WORK REQUEST A — In the passage on formal mathematical reasoning, what term is used for combining formal and informal reasoning?
WORK REQUEST B — Proceed with the passage on formal mathematical reasoning, writing on from its final sentence.

READING PASSAGE —
——

Figure 3.  Tasks using AI for formal mathematical reasoning in proof assistants.

While formal reasoning offers clear benefits, it need not replace informal reasoning; rather, the two can complement each other to support complex, rigorous reasoning in a wide range of domains. For example, combining autoformalization with theorem proving can be useful for solving problems formulated in natural language.40 We refer to the combination of formal and informal reasoning as verified reasoning in natural language.

Moreover, formal mathematics can be applied to the verification of software and hardware systems.14 Here, one specifies the correctness/security requirements as formal statements and uses theorem proving to establish that the system satisfies its requirements. AI-driven autoformalization and theorem proving can potentially facilitate this process, significantly reducing its costs. The integration of AI and verification has been explored in the formal methods community; for example, Seshia28 proposed SID (structure, induction, and deduction), a framework that combines inductive and deductive reasoning. While this paper focuses primarily on these two modes of reasoning, other forms—such as counterfactual and analogical reasoning16—have also been studied in the context of mathematics and verification.

——

Referring expression data —
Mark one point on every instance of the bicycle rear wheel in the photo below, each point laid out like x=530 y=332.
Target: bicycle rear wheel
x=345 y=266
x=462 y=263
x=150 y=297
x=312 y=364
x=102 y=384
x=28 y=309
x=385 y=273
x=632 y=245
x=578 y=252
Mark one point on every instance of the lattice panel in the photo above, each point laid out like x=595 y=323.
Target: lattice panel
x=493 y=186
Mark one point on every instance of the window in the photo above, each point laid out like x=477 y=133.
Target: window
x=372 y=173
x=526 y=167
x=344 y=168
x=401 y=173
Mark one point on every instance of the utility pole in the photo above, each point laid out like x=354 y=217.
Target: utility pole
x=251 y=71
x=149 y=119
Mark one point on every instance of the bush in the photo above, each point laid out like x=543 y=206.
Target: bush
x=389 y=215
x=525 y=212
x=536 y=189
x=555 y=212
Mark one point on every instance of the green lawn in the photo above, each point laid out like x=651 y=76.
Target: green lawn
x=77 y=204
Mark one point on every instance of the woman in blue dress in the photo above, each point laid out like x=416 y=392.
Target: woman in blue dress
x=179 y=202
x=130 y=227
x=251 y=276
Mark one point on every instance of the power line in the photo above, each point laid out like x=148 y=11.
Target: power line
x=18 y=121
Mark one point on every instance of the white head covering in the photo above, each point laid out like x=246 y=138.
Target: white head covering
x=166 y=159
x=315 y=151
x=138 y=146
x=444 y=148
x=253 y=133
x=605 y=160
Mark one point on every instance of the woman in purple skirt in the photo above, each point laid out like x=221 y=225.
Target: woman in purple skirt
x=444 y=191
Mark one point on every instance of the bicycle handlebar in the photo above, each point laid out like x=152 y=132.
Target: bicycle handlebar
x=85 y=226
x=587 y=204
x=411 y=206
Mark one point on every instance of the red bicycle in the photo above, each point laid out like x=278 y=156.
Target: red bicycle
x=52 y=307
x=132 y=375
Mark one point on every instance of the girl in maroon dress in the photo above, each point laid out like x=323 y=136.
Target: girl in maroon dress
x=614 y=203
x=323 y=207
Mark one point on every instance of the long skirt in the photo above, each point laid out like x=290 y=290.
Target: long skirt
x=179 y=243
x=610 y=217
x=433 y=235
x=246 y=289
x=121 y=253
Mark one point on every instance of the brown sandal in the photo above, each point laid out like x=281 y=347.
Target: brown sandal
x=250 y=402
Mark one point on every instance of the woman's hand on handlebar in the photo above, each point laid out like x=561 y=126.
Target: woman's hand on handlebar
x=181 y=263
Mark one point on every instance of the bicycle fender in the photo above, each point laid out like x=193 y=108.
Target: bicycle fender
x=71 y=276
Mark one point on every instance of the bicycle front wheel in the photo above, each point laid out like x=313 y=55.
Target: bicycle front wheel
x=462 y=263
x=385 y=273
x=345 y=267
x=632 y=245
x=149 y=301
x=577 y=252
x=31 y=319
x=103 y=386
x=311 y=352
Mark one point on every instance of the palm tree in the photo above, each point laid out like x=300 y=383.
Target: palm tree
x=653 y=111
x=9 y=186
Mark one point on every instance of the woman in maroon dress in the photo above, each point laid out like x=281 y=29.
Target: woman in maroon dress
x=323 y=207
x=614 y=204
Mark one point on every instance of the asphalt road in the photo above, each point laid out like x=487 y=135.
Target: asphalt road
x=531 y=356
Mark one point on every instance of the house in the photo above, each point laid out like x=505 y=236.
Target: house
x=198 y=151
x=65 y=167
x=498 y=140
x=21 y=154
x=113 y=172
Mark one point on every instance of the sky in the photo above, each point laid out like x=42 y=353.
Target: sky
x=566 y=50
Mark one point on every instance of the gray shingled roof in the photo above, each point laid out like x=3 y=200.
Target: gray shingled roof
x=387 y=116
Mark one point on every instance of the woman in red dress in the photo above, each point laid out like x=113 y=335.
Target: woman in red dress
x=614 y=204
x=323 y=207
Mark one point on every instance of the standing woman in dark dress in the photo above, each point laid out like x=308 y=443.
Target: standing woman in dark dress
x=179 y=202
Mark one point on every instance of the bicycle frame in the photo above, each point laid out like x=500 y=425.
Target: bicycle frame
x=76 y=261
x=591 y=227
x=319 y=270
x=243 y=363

——

RESULT A — Verified reasoning in natural language.

RESULT B —
Recent Advances and Ongoing Challenges

Formal mathematical reasoning presents a wealth of challenging problems for AI. Here, we identify several open challenges and promising directions, urging the community to work together to advance progress in this field.

Data.  The simultaneous scaling of compute and training data has been the main driver of LLMs’ performance in various tasks. However, scaling the training data in formal mathematics is hampered by the scarcity of human-created formal proofs. The Proof Pile dataset,1 which aggregated proofs from six different formal languages, collected only 500MB of formal proofs—orders of magnitude smaller than its informal counterparts. The issue is more pronounced in research mathematics, where even informal data is limited.

Researchers are exploring different strategies to overcome data scarcity. The first is autoformalization. We have a substantial amount of informal math data. Since formal proofs can be verified easily, if a system successfully formalizes even a small subset of the informal math data, it can iteratively self-improve by learning from the additional formal data it has created, potentially covering an increasingly larger set with each iteration. Another approach is synthetic data generation. For example, AlphaGeometry’s training data consisted solely of synthetic geometry problems and solutions.33 Mathematical axioms entail all provable facts, in principle containing infinite data. By generating synthetic data, AI can potentially explore and learn from the vast space of possible mathematics, at a scale that can drastically surpass the pace of human-created training data. If the method can be generalized, it would help in completely new mathematical domains, where even informal data might be scarce.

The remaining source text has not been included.